# Aim of the exercise
Carry on the passage below about ISIS fighters smashing pre-Islamic antiquities, starting right after its final sentence.

# Excerpt provided
[start]
THE ISLAMIC ETHIC AND THE SPIRIT OF VANDALISM

This dynamic in which ISIS jihadis are inspired to turn archaeological treasures into broken shards is a chilling Islamic variation on the
Protestant Ethic and the Spirit of Capitalism
effect that Max Weber claimed to have discovered. Like Dutch Calvinists in the seventeenth century working hard to succeed in business to prove to themselves that they were among the elect—and creating capitalism in the process—the jihadis of the twenty-first century Islamic State smash the priceless art of pre-Islamic civilizations to reassure themselves that the Qur’an is the truth, Allah is triumphant, and they are his instruments, responsible for creating ruins so as to show his wrath and his judgment. For the Qur’an exhorts believers to fight unbelievers as the tools of Allah’s chastisement: “Fight them; Allah will punish them by your hands and will disgrace them and give you victory over them and satisfy the breasts of a believing people” (9:14). They don’t seem likely to create anything of value in the process.

In other words, travel through the earth and see the ruins of non-Islamic civilizations, and realize that it is Allah who has destroyed them for their idolatry.

The duty to reduce ancient cities to ruins is related to the Islamic idea that pre-Islamic civilizations, and non-Islamic civilizations, are all
jahiliyya
—the society of unbelievers, which is worthless. Consequently, any art, literature, or architecture produced by any non-Islamic culture has no value whatsoever: it is all simply a manifestation of that pre-Islamic ignorance and barbarism.
[end]
# Data shown
[start]
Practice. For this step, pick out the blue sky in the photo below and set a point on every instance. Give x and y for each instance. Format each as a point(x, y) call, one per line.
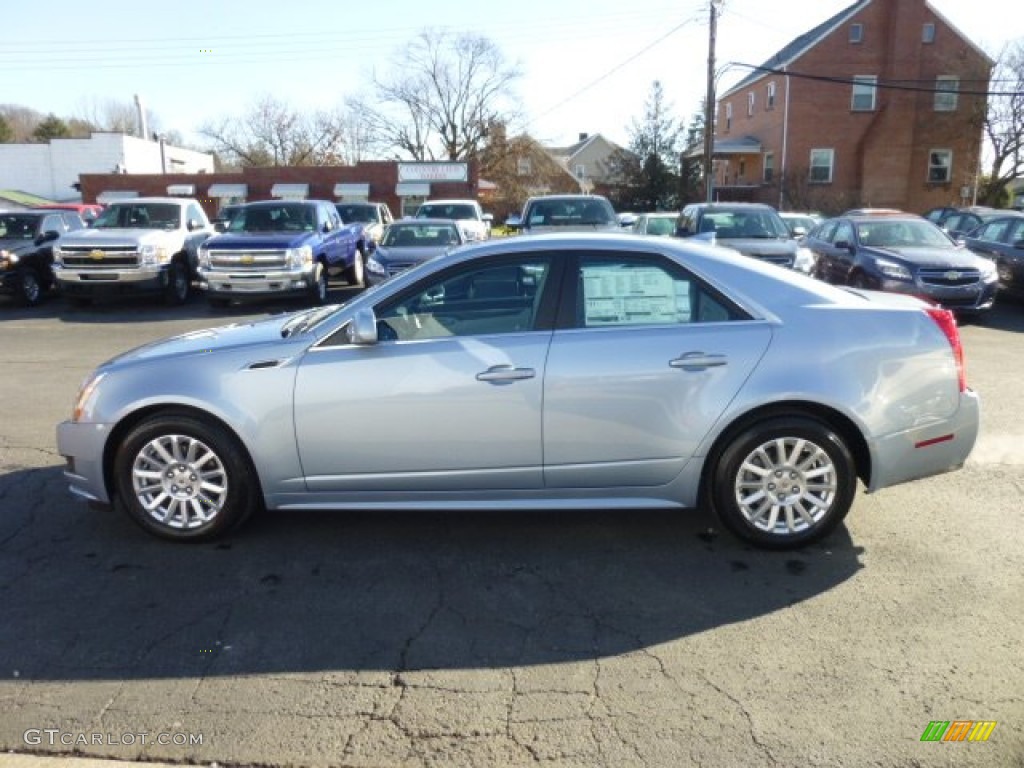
[end]
# Written response
Nobel laureate V. S. Naipaul encountered this attitude in his travels through Muslim countries. For many Muslims, he observed in
Among the Believers,
“The time before Islam is a time of blackness: that is part of Muslim theology. History has to serve theology.” Obviously this cuts against the idea of tourism of ancient sites and non-Muslim religious installations. Naipaul recounted that some Pakistani Muslims, far from valuing the nation’s renowned archaeological site at Mohenjo Daro, saw its ruins as a teaching opportunity for Islam, recommending that Qur’an 3:137 (“Many were the ways of life that passed away before you. . . .”) be posted there as a teaching tool, to warn the stupefied onlookers that they were witnessing not the artifacts of a once-great civilization but the visual proof of the awesome judgment of Allah.

 

PUBLIC ENTERTAINMENT, ISIS-STYLE

In May 2015, as part of an offensive that left them in control of more than half Syria’s territory, Islamic State forces took over the ancient city of Palmyra, a UNESCO Heritage Site containing irreplaceable buildings from the Roman Empire.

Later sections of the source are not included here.